### Task inputs

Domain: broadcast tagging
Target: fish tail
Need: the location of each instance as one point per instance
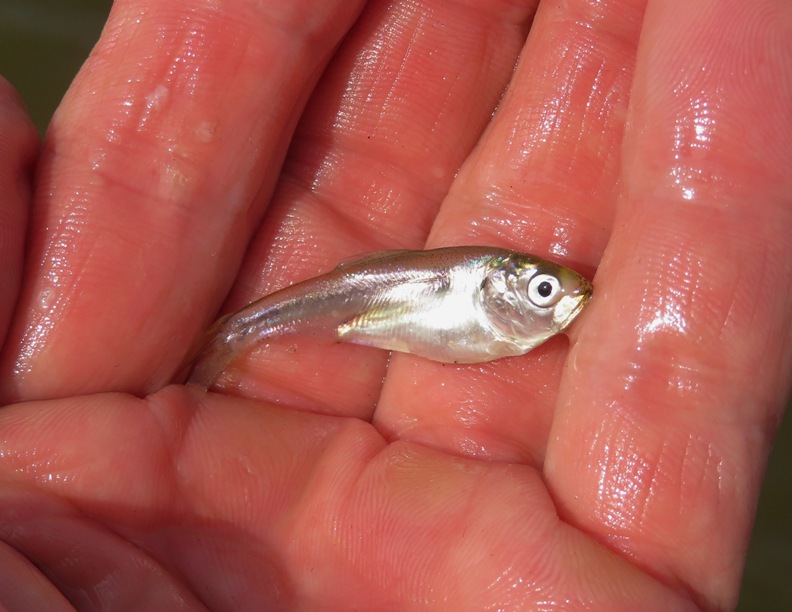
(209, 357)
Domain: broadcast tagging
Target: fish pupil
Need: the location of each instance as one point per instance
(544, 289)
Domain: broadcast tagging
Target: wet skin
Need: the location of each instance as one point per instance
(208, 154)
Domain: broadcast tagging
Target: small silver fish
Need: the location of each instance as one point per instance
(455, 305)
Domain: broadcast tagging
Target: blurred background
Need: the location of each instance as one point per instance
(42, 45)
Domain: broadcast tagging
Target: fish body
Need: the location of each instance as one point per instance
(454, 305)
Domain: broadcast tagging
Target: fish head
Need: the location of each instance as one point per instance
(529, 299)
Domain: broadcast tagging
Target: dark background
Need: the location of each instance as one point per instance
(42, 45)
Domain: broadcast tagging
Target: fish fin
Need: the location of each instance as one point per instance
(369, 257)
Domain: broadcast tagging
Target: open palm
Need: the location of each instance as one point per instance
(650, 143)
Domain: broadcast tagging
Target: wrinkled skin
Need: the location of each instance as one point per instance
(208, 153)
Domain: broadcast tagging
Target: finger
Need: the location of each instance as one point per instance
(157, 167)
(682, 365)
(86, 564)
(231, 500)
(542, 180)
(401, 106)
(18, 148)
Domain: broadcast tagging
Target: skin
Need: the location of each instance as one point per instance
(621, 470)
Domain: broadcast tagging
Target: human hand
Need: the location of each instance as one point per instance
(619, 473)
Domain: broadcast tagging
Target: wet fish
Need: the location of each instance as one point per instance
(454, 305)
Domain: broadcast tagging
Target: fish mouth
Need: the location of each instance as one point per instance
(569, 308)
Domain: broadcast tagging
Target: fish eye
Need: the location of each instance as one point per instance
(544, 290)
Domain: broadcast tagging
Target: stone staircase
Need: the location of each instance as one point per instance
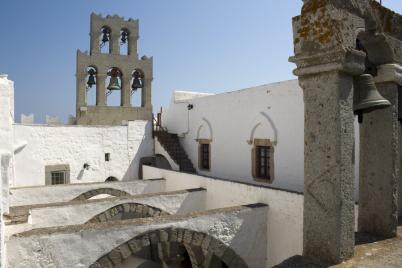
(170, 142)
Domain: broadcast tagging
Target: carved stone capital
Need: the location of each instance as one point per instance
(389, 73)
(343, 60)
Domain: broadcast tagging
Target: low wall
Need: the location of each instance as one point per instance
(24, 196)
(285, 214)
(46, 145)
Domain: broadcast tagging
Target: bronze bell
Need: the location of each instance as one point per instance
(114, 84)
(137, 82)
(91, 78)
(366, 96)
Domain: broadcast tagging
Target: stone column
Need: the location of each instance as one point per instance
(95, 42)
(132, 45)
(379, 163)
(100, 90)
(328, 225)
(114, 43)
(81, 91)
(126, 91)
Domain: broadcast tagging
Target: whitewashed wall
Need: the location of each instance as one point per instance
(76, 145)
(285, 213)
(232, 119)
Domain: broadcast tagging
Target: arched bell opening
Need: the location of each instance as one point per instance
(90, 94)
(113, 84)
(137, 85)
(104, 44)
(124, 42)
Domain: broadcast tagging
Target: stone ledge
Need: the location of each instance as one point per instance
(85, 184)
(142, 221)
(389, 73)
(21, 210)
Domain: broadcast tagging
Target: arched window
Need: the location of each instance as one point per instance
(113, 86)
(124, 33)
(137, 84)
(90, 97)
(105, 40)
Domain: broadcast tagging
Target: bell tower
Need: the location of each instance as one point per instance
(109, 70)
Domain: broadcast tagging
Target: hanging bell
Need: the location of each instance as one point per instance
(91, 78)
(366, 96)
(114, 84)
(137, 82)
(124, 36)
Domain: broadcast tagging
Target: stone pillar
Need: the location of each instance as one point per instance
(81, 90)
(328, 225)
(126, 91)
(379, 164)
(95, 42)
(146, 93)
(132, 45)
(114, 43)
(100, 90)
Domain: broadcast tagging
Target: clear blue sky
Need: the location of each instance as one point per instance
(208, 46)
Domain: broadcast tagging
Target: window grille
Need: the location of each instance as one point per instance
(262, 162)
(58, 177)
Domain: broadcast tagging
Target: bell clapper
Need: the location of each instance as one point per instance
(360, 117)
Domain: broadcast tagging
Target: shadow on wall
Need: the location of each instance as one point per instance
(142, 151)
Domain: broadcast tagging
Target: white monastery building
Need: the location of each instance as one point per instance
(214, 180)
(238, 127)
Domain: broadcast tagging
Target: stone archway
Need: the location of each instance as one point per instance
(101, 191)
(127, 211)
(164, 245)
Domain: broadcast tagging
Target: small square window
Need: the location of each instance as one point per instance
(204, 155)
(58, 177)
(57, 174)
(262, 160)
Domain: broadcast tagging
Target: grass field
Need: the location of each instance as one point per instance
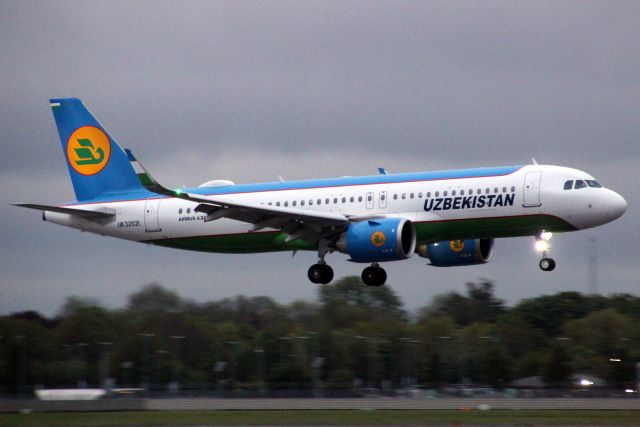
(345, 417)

### Task to carry out
Skipping any pictures, copy the entries exactly as they appear.

### Answer below
Domain: broadcast tagging
Target: fish tail
Need: the location of each instance as one point per instance
(209, 357)
Domain: broadcast tagging
Target: fish pupil
Need: the location of each instance as one point per instance
(544, 289)
Domain: broadcast tagging
Target: wet skin
Need: the location of each instance as one point per instance
(208, 154)
Domain: broadcast tagging
Target: small silver fish
Need: the location of each instance as one point per instance
(455, 305)
Domain: broadcast tagging
Target: blurred background
Need: the location of each instance as one point per instance
(42, 45)
Domain: broadcast tagging
Target: fish body
Need: the location of each instance as one point per instance
(454, 305)
Domain: broadcast tagging
Target: fish head
Need: the location of each instance as one point per instance
(529, 299)
Domain: broadcast tagging
Target: dark background
Need: the location of each instance as one point per instance
(42, 45)
Domain: broadcast tagging
Target: fish fin
Need: the location of each instance as one point per instance
(369, 257)
Domain: broadcast tagging
Target: open palm
Need: the location of each instance as one point per instance
(650, 143)
Domain: broadcast tagging
Target: wrinkled skin
Need: the location of each instance as one point per instance
(208, 153)
Domain: broadcast tagging
Target: finger
Need: the location of each instance as one point per instance
(157, 167)
(682, 365)
(86, 564)
(231, 500)
(542, 180)
(401, 106)
(18, 148)
Domain: broadcast tagging
Target: skin
Need: the location of each instance as one point per instance
(621, 470)
Domain: broadcast tagging
Target: human hand
Need: the location of each instance as one point per instance
(619, 473)
Domain: broadcast tagging
Target: wet fish
Need: the location of each instance as one point per instance
(454, 305)
Domain: broadcast tagging
Target: fish mouth
Need: the location of each instance as one point per instance
(569, 308)
Domain: broadcast tagging
Target: fish eye
Need: the location of each instance as one point per instance
(544, 290)
Domain: broadcast tagging
Target: stone staircase
Need: the location of each instance as one point per instance
(170, 142)
Domain: broadcast tagging
Target: carved stone capital
Need: the location of each instance as one point per instance
(389, 73)
(343, 60)
Domain: broadcast tagging
Target: low wall
Need: the location of each instance as one point per instance
(24, 196)
(285, 214)
(46, 145)
Domain: broadcast tagging
Target: bronze bell
Need: the location of each instance as one point per instance
(114, 84)
(137, 82)
(91, 78)
(366, 96)
Domain: broadcast tagging
Target: stone column
Need: the location of each instance as one point per instance
(95, 42)
(132, 45)
(379, 163)
(100, 90)
(328, 225)
(114, 43)
(81, 91)
(126, 91)
Domain: broadcast tagging
Target: whitewashed wall
Need: the location of each instance as one point per instance
(76, 145)
(285, 213)
(232, 119)
Domain: broadcast tagging
Target: arched bell opening
Need: the location of each instance as one point per instance
(90, 94)
(113, 84)
(137, 85)
(104, 44)
(124, 42)
Domain: broadcast tagging
Target: stone ledge
Need: the location of each instance as one point per instance
(85, 184)
(142, 221)
(389, 73)
(21, 210)
Domain: broadcast tagging
Target: arched window
Need: the location of each instance as one point per instance
(113, 86)
(124, 33)
(137, 84)
(90, 97)
(105, 40)
Domain: broadcast tagging
Target: bell tower
Need: the location of each instance as one point per instance
(109, 70)
Domain: broadcast tagging
Target: hanging bell
Need: the location of each instance as one point per instance
(91, 78)
(366, 96)
(114, 84)
(137, 82)
(124, 36)
Domain: broadcast tagging
Target: stone pillar
Need: the location of each instance as one point per instance
(81, 90)
(328, 225)
(126, 91)
(379, 164)
(95, 42)
(146, 93)
(132, 45)
(114, 43)
(100, 90)
Domain: broadcast tagging
Target: clear blue sky
Need: the location of each instance as one point per instance
(208, 46)
Domain: broadcast tagging
Target: window grille
Need: the location of each instance as one point per instance
(262, 162)
(58, 177)
Domain: broadcast tagging
Target: bell clapper
Need: the location of each instance as one point per instance
(360, 117)
Domain: broadcast tagging
Target: shadow on wall
Need: the location of each instance as one point per instance
(142, 151)
Domain: broadcast tagging
Target: white monastery building
Need: the location of each instance as one point per instance
(214, 180)
(238, 127)
Domain: broadcast tagging
Target: stone archway
Need: the location of each instance as one point per instance
(101, 191)
(127, 211)
(164, 245)
Domain: broadcast tagging
Target: small square window
Need: the location of each instance as one point per instance
(204, 155)
(58, 177)
(57, 174)
(262, 160)
Domain: broadcast tagging
Target: grass field
Need: the location of each instance as one point per instance
(345, 417)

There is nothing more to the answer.